In October and November, Voices on Addiction is partnering with Kitchen Table Literary Arts and its creator, Sheree Greer.
Sheree L. Greer founded Kitchen Table Literary Arts (KTLA) in 2014. Having relocated to Tampa Bay after graduate school in Chicago, Sheree was looking for community, namely a community of BIPOC women and femme-identified queer writers who were committed to craft and supporting each other’s work. When she couldn’t find that specific community, she decided to create it. Born from informal writing meetups on her front porch, a local taco spot, and public libraries, KTLA became a literary arts organization dedicated to supporting and showcasing BIPOC women and femme-identified nonbinary writers in and around Tampa Bay. KTLA Arts is built upon the tradition and legacy of Kitchen Table Press, founded in 1980 by Barbara Smith, Cherríe Moraga, and Hattie Gosett. The tradition of creating and holding space for historically resilient but marginalized voices is at the core of KTLA’s work. This year, KTLA celebrates nine years of community-building and support for writers and readers alike, with book clubs, short story clubs, retreats, workshops, and online classes, as well as community partnerships with foster homes, alternative education spaces, and direct service organizations who serve individuals impacted by abuse, poverty, and/or displacement. KTLA is ever committed to amplifying voices and narratives that dismantle preconceived notions of what it means to be a writer and who gets to be a writer, a dedication that ultimately supports BIPOC writers disrupting the status quo in the literary arts space and beyond.
I took my first sip of alcohol the summer before starting eighth grade. My best friend shook up the alcohol with orange soda from the neighborhood CVS. He whispered to me: I stole the vodka from my older brother.
We stumbled over the soccer field, ducked under a fence, and fell into a ditch behind the school. We drank and pulled puffs of weed from his green bong. I hid my coughs, pretending like I knew how to smoke. I worked up the nerve to kiss him and touch his bare skin under his shirt. He told me there was no one else like me, and in a drunken stupor, I told him I liked him.
We dusted the dried grass from our butts and returned to our friends. When they asked us where we’d been, we lied and said, nowhere.
That’s what I thought love was: a blissful daze, dirty blonde hair, hazel eyes—a lie.

Record set:
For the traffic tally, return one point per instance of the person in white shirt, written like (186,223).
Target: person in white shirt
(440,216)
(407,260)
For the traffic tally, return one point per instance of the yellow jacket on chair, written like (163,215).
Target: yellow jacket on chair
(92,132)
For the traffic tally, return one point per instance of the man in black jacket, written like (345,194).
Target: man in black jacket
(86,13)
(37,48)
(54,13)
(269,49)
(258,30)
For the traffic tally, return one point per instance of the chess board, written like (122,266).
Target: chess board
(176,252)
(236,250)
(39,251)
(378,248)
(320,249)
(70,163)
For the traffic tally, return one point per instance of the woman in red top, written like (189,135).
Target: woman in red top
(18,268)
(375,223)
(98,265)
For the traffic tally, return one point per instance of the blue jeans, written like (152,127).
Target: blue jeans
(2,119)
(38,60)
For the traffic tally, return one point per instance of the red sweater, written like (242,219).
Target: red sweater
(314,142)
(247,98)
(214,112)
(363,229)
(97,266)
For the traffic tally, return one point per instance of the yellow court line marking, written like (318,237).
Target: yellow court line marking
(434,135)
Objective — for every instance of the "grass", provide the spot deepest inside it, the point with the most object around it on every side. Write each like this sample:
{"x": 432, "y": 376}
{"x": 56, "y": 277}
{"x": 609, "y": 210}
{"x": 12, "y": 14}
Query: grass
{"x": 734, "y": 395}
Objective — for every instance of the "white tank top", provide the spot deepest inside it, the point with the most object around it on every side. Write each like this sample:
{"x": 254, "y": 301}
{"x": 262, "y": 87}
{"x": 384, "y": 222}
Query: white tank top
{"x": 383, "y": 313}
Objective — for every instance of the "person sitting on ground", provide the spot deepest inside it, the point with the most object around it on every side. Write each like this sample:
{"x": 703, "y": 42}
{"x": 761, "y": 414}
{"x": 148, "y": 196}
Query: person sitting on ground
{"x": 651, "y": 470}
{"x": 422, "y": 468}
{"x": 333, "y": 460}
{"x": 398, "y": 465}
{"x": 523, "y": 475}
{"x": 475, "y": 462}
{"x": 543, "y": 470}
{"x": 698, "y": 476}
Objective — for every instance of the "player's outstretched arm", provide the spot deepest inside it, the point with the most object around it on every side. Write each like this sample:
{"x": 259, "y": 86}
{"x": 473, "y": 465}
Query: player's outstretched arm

Tasks to complete:
A – Retype the Voices on Addiction page word for word, starting at "We stumbled over" and ending at "hazel eyes—a lie.".
B – Name each person the Voices on Addiction page credits with founding Kitchen Table Press.
The items above are separate material, unrelated to the Voices on Addiction page.

Written answers:
A –
We stumbled over the soccer field, ducked under a fence, and fell into a ditch behind the school. We drank and pulled puffs of weed from his green bong. I hid my coughs, pretending like I knew how to smoke. I worked up the nerve to kiss him and touch his bare skin under his shirt. He told me there was no one else like me, and in a drunken stupor, I told him I liked him.
We dusted the dried grass from our butts and returned to our friends. When they asked us where we’d been, we lied and said, nowhere.
That’s what I thought love was: a blissful daze, dirty blonde hair, hazel eyes—a lie.

B –
Barbara Smith
Cherríe Moraga
Hattie Gosett